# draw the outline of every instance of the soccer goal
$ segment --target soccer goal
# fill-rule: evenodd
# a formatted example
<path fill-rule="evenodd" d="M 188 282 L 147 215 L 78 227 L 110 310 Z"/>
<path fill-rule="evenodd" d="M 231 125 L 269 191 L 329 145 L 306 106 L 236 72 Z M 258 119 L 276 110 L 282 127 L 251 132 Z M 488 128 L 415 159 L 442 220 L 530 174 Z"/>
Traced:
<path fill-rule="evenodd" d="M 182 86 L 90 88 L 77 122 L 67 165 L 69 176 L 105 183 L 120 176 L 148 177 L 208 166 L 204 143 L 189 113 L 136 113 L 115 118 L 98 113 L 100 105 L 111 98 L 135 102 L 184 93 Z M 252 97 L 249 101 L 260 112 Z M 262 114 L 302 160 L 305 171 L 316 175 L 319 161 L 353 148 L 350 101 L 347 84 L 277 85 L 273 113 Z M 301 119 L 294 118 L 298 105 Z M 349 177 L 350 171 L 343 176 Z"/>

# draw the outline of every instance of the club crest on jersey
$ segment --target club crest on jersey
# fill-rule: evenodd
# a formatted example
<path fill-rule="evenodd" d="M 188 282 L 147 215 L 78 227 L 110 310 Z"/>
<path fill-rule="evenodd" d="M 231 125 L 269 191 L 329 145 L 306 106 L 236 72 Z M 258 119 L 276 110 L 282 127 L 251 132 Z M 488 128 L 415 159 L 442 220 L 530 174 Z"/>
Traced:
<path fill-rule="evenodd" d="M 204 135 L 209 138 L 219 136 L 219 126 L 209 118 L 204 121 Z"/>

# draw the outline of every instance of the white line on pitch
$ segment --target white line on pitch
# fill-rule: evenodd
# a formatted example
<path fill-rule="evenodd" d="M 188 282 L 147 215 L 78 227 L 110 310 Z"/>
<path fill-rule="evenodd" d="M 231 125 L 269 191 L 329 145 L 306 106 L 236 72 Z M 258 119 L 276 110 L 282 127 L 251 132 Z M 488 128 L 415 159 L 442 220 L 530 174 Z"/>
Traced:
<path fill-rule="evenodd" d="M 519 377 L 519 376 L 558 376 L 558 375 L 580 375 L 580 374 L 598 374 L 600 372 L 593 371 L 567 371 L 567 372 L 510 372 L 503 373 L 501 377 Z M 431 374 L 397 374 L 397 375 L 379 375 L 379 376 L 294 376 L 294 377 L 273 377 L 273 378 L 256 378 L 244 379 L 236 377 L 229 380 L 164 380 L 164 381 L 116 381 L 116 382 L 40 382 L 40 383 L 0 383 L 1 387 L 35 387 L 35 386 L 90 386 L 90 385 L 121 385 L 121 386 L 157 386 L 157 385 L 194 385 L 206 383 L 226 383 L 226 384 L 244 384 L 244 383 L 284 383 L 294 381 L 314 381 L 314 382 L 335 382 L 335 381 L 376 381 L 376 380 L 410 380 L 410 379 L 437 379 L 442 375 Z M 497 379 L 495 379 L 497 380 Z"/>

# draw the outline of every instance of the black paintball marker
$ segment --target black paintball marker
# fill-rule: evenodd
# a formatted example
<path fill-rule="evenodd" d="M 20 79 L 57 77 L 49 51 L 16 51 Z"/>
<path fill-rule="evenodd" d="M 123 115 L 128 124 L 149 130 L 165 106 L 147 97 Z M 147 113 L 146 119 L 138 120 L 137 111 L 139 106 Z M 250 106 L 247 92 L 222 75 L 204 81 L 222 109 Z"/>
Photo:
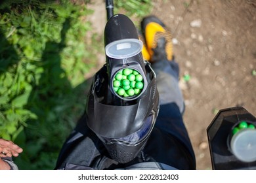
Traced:
<path fill-rule="evenodd" d="M 106 1 L 106 64 L 94 76 L 87 121 L 112 159 L 125 163 L 136 157 L 149 137 L 158 114 L 159 95 L 135 25 L 127 16 L 114 14 L 113 1 Z"/>
<path fill-rule="evenodd" d="M 219 112 L 207 129 L 213 169 L 256 169 L 255 126 L 243 107 Z"/>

□ □ □ □

● **OBJECTIVE**: Repeat the lines from the one with "# draw the outline of every instance of the white" up to and including the one with "519 377 L 519", substituting "halfway line" for "white line on pitch" and leaving everything else unchanged.

● **WRITTEN ANSWER**:
# draw the outline of every instance of the halfway line
$ segment --target halfway line
# fill-rule: evenodd
# a formatted example
<path fill-rule="evenodd" d="M 188 282 L 147 215 L 78 227 L 110 310 Z"/>
<path fill-rule="evenodd" d="M 231 125 L 269 191 L 329 145 L 306 106 L 236 72 Z M 258 119 L 276 110 L 282 127 L 251 132 Z M 488 128 L 415 159 L 442 220 L 530 174 Z"/>
Traced:
<path fill-rule="evenodd" d="M 519 377 L 519 376 L 558 376 L 558 375 L 580 375 L 580 374 L 598 374 L 600 372 L 593 371 L 567 371 L 567 372 L 510 372 L 503 373 L 501 377 Z M 431 374 L 397 374 L 397 375 L 379 375 L 379 376 L 294 376 L 294 377 L 273 377 L 273 378 L 256 378 L 244 379 L 236 377 L 229 380 L 164 380 L 164 381 L 116 381 L 116 382 L 40 382 L 40 383 L 0 383 L 1 387 L 35 387 L 35 386 L 90 386 L 90 385 L 121 385 L 121 386 L 157 386 L 157 385 L 194 385 L 206 383 L 226 383 L 226 384 L 244 384 L 244 383 L 284 383 L 294 381 L 314 381 L 314 382 L 335 382 L 335 381 L 376 381 L 376 380 L 410 380 L 410 379 L 437 379 L 442 375 Z M 497 379 L 495 379 L 497 380 Z"/>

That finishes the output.